> _WRITTEN REQUEST_
Write out all of the data exactly as it appears.

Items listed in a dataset
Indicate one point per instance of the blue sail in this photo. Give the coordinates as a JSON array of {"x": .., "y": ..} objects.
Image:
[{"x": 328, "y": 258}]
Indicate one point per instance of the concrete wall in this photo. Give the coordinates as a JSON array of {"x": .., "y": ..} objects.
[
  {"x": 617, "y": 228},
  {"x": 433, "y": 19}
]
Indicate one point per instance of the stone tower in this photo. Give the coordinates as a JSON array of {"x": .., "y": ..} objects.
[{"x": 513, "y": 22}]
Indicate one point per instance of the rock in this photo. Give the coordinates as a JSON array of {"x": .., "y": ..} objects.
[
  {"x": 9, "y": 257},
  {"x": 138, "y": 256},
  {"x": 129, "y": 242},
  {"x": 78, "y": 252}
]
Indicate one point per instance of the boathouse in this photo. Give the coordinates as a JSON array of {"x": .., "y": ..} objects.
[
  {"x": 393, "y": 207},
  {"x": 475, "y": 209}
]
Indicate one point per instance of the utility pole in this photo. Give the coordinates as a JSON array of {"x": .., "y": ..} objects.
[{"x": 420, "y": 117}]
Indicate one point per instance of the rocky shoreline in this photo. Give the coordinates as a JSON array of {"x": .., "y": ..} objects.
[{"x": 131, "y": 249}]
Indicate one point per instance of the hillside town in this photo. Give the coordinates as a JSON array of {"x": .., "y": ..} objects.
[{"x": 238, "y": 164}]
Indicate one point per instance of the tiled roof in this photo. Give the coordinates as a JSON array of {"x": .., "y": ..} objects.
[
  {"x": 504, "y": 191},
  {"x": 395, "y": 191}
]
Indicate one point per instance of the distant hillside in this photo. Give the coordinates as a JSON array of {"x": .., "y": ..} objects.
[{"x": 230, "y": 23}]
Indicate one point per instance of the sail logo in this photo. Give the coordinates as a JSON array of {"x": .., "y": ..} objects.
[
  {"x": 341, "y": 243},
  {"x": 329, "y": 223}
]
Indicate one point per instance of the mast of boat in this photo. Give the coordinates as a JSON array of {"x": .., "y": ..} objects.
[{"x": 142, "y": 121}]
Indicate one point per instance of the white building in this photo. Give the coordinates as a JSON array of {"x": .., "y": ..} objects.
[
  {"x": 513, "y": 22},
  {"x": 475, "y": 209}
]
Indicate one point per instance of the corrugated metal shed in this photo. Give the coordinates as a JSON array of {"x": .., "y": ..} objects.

> _COMPLETED TASK_
Indicate one point per instance of the blue sail in this photo. Give the coordinates as a JSON array of {"x": .., "y": ..} objects.
Image:
[{"x": 328, "y": 258}]
Indicate one point per instance of the concrete wall in this photo. Give the coordinates as a JSON array of {"x": .., "y": ..} objects.
[
  {"x": 617, "y": 228},
  {"x": 433, "y": 19}
]
Indicate one point per instance of the stone tower in this photo. Give the coordinates as a JSON array of {"x": .., "y": ..} objects.
[{"x": 513, "y": 22}]
Indicate one point per instance of the rock in this photo. Give the coordinates as a JSON array of {"x": .., "y": ..} objects.
[
  {"x": 9, "y": 257},
  {"x": 138, "y": 256},
  {"x": 129, "y": 242},
  {"x": 78, "y": 252}
]
Indicate one point per instance of the boathouse in this photo. Give the coordinates as a JSON array of {"x": .., "y": ..} objects.
[
  {"x": 393, "y": 207},
  {"x": 475, "y": 209}
]
Indicate one point per instance of the utility pole in this photo. Give the coordinates as a JSON array of {"x": .., "y": ..} objects.
[{"x": 420, "y": 117}]
Indicate one point per instance of the rocky shoreline in this photo. Give the coordinates as a JSON array of {"x": .., "y": ..} objects.
[{"x": 131, "y": 249}]
Indicate one point per instance of the hillside town in this photo. Give the coordinates as a JSON array of {"x": .., "y": ..} objects.
[{"x": 238, "y": 164}]
Indicate one point per instance of the tiled roof in this photo. Give the coordinates as a JSON array of {"x": .., "y": ..} objects.
[
  {"x": 504, "y": 191},
  {"x": 395, "y": 191}
]
Indicate one point per instance of the distant hillside in this photo. Give the coordinates as a JSON array of {"x": .., "y": ..} objects.
[{"x": 230, "y": 23}]
Indicate one point per instance of the sail logo in this photo. Give the coordinates as a JSON array of {"x": .., "y": ..} objects.
[
  {"x": 341, "y": 243},
  {"x": 329, "y": 223}
]
Indicate one point per instance of the mast of boat in this photo. Give the coordinates as a JSON array of {"x": .., "y": ..} objects.
[{"x": 142, "y": 121}]
Indicate one point per instance of the white building in this photo. Give the coordinates as a JSON array of {"x": .., "y": ..} objects.
[
  {"x": 513, "y": 22},
  {"x": 475, "y": 209}
]
Indicate one point per instance of the corrugated metal shed in this photo. Give the coordinates as a JSON array of {"x": .., "y": ..} objects.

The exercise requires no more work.